◆ EXERCISE REQUIREMENTS ◆
A – From the Form 10-Q filing below, reproduce the passage that starts at the words "Registrant incorporates by" and ends after the words "on Form 8K.".
B – Answer these questions from the Form 10-Q filing below:
(i) What is the Commission File Number?
(ii) What telephone number is listed for the registrant?
(iii) Under what exhibit designation is the Quarterly Report to the Limited Partners attached?

SECURITIES AND EXCHANGE COMMISSION
Washington, D.C. 20549
FORM 10-Q
/_x_/ Quarterly report pursuant to section 13 or 15(d) of the
Securities Exchange Act of 1934.
For the quarterly period ended June 30, 1999
/___/ Transition report pursuant to Section 13 or 15(d) of the
Securities Act of 1934
for the transition period from ______________ to ________________.
Commission File Number 0-15346
DSI REALTY INCOME FUND X, A California Limited Partnership
(Exact name of registrant as specified in its charter)
California_______________________________________33-0195079
(State or other jurisdiction of (I.R.S. Employer
incorporation) Identification No.)
6700 E. Pacific Coast Hwy., Long Beach, California 90803
(Address of principal executive offices) (Zip Code)
Registrant's telephone number, including area code-(562)493-8881
_________________________________________________________________
Former name, former address and former fiscal year, if changed
since last report.
Indicate by check mark whether the registrant (1) has filed all reports
required to be filed by Section 13 or 15(d) of the Securities Exchange Act
of 1934 during the preceding 12 months (or for such shorter period that
the registrant was required to file such reports), and (2) has been
subject to such filing requirements for the past 90 days.
Yes _x_. No___.
PART I - FINANCIAL INFORMATION
Item 1. Financial Statements.
The information required by Rule 10-01 of Regulation S-X is
included in the Quarterly Report to the Limited Partners of Registrant for
the period ended June 30, 1999 which is attached hereto as Exhibit "20"
and incorporated herein by this reference.
Item 2. Management's Discussion and Analysis of Financial Condition and
Results of Operations.
Registrant incorporates by this reference its Quarterly Report
to Limited Partners for the period ended June 30, 1999.
PART II - OTHER INFORMATION
Item 6. Exhibits and Reports on Form 8K.

◆ DATA ◆
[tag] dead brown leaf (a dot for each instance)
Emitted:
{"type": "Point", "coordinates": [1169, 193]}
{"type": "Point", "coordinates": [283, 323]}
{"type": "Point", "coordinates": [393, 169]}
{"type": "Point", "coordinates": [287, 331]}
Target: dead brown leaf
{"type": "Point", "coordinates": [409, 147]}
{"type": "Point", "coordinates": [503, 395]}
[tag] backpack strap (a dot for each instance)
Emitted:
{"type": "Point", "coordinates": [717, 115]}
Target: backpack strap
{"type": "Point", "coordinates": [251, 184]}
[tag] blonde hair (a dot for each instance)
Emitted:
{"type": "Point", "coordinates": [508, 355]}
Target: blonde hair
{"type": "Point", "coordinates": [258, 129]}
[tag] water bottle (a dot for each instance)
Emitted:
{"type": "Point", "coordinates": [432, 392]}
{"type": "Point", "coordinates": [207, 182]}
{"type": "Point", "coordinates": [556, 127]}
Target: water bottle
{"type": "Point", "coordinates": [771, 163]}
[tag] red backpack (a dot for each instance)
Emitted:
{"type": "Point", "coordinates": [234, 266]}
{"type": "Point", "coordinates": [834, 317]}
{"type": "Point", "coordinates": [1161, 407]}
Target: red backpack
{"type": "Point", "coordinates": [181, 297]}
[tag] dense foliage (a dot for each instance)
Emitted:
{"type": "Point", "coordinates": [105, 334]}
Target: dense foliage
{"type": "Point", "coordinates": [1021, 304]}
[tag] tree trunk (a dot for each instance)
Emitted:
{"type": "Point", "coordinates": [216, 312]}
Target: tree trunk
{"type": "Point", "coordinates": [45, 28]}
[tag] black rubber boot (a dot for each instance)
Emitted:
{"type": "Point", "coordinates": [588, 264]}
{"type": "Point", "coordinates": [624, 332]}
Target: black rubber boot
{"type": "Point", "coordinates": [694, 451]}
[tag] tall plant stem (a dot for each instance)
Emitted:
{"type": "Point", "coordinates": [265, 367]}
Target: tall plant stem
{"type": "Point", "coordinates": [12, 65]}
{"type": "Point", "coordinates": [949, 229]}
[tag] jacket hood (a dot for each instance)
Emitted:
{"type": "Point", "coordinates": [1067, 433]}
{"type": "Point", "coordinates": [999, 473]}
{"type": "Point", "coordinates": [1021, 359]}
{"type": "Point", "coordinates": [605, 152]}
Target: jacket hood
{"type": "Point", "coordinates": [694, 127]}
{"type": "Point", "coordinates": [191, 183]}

◆ THE REPLIES ◆
A –
Registrant incorporates by this reference its Quarterly Report
to Limited Partners for the period ended June 30, 1999.
PART II - OTHER INFORMATION
Item 6. Exhibits and Reports on Form 8K.

B –
(i) 0-15346
(ii) (562)493-8881
(iii) Exhibit "20"